Exercise instructions —
Copy the records below word for word, from the line containing "Query: blurred foliage" through the end of the records, including both ends.

* * *

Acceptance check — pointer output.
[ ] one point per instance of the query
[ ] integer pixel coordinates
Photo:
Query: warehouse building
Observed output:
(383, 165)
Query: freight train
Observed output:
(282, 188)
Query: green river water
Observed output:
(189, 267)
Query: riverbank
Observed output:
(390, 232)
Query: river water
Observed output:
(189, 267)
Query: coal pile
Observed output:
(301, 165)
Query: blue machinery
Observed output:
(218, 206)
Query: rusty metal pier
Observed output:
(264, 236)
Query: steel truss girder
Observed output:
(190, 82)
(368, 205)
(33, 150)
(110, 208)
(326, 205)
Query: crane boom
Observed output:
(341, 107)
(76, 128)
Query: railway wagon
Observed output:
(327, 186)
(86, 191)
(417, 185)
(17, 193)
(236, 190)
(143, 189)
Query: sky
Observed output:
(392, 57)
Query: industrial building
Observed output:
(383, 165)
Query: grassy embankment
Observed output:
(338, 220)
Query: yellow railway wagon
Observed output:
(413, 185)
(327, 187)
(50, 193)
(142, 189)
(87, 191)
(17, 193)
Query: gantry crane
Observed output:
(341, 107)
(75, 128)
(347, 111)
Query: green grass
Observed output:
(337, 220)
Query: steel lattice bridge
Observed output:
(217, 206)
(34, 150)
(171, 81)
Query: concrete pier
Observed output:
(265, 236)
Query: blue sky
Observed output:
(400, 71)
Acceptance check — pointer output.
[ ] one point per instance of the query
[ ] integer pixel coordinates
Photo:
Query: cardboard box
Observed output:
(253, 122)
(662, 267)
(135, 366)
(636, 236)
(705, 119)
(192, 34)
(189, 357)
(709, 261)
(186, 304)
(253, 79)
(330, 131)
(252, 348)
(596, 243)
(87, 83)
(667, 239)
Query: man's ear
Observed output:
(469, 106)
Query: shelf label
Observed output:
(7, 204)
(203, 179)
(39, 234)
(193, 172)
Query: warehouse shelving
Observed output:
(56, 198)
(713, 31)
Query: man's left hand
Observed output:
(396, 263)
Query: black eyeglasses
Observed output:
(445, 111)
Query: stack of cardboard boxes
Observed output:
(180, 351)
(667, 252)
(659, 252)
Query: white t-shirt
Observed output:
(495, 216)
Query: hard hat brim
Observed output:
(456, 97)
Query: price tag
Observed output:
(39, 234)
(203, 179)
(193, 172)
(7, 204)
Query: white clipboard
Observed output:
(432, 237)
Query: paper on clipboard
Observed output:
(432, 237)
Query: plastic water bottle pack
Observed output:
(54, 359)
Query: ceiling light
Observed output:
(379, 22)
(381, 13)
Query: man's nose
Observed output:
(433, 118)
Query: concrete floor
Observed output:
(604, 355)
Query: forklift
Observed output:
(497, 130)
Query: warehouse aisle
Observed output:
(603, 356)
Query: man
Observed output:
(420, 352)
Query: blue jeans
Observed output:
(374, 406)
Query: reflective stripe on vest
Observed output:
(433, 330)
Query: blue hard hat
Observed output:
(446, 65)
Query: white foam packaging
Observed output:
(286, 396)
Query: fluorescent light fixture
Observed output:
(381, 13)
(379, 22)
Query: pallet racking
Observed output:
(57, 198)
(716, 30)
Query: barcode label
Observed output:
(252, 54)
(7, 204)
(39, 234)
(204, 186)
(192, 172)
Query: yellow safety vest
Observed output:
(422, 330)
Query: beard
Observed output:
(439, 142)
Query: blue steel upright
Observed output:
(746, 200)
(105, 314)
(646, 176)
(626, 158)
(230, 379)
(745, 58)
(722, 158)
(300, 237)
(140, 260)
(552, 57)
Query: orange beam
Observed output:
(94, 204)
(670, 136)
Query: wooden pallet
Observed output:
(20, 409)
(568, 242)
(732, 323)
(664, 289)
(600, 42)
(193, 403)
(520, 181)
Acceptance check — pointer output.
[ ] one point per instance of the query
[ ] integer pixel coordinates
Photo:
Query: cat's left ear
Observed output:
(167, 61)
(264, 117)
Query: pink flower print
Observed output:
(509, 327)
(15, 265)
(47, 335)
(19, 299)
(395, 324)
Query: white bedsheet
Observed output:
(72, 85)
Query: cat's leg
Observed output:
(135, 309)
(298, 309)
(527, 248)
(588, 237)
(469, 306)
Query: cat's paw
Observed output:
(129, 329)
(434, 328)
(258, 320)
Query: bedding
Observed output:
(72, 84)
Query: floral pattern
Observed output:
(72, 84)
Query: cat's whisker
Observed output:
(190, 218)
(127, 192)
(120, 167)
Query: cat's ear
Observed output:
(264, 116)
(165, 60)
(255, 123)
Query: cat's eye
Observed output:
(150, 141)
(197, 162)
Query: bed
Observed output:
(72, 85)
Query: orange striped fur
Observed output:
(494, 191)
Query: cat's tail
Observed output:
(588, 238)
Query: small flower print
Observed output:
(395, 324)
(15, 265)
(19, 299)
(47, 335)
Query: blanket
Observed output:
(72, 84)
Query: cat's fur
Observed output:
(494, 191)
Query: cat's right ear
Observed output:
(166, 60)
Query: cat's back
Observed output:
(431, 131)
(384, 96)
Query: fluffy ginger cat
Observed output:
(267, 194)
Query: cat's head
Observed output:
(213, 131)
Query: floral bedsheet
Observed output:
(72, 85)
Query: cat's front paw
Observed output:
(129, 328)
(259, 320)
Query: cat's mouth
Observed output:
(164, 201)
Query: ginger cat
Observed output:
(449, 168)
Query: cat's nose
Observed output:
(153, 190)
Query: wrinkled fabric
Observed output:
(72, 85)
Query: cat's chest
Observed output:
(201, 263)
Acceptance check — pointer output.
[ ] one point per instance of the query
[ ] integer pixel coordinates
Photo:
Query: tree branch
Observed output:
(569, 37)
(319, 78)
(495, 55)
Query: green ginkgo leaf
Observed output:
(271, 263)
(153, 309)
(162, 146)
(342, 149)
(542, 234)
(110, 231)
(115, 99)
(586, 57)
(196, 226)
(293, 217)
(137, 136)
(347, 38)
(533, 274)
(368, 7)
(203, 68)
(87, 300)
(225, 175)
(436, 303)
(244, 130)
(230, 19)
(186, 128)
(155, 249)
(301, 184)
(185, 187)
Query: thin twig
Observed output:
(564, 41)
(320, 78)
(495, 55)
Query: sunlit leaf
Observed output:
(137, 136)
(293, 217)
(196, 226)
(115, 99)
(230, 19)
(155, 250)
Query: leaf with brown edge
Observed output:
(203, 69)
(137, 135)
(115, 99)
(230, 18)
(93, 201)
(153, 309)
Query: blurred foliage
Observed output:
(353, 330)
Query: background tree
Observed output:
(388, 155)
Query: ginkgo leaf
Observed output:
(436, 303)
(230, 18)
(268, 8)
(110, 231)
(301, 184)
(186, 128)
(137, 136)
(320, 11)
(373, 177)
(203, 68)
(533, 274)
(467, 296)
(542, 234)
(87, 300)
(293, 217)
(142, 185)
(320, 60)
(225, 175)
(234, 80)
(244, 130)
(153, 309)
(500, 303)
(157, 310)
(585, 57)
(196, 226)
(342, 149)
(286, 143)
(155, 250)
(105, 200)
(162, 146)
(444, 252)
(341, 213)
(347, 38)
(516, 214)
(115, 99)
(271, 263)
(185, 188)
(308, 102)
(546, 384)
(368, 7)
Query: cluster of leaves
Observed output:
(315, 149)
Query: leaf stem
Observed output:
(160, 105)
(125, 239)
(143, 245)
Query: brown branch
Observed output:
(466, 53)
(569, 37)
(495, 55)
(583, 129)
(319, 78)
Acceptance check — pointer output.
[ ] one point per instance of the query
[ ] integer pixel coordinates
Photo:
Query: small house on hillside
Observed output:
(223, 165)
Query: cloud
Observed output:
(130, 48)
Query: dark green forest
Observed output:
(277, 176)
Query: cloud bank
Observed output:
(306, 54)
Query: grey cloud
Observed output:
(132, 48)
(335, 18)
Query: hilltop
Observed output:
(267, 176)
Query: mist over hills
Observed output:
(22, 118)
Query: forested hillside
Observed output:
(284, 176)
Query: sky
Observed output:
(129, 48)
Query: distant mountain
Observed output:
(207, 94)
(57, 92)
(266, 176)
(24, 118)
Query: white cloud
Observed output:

* * *

Solution to this exercise —
Query: blurred foliage
Observed output:
(353, 330)
Query: background tree
Observed output:
(388, 155)
Query: ginkgo leaf
Observed output:
(436, 303)
(230, 18)
(268, 8)
(110, 231)
(301, 184)
(186, 128)
(137, 136)
(320, 11)
(373, 177)
(203, 68)
(533, 274)
(467, 296)
(542, 234)
(87, 300)
(293, 217)
(142, 185)
(320, 60)
(225, 175)
(234, 80)
(244, 130)
(153, 309)
(500, 303)
(157, 310)
(585, 57)
(196, 226)
(342, 149)
(286, 143)
(155, 250)
(105, 200)
(162, 146)
(444, 252)
(341, 213)
(347, 38)
(516, 214)
(115, 99)
(271, 263)
(185, 188)
(308, 102)
(546, 384)
(368, 7)
Query: cluster of leaves
Observed output:
(315, 149)
Query: leaf stem
Observed output:
(160, 105)
(125, 239)
(143, 245)
Query: brown branch
Observed output:
(466, 53)
(569, 37)
(495, 55)
(583, 129)
(319, 78)
Acceptance check — pointer output.
[ ] one point per instance of the query
[ ] integer pixel coordinates
Photo:
Query: small house on hillside
Observed output:
(223, 165)
Query: cloud
Observed output:
(130, 48)
Query: dark green forest
Observed output:
(277, 176)
Query: cloud bank
Observed output:
(306, 54)
Query: grey cloud
Observed output:
(132, 48)
(335, 18)
Query: hilltop
Observed output:
(267, 176)
Query: mist over hills
Observed output:
(22, 118)
Query: forested hillside
Observed output:
(284, 176)
Query: sky
Observed output:
(129, 48)
Query: distant mountain
Observed output:
(207, 94)
(57, 92)
(266, 176)
(24, 118)
Query: white cloud
Observed output:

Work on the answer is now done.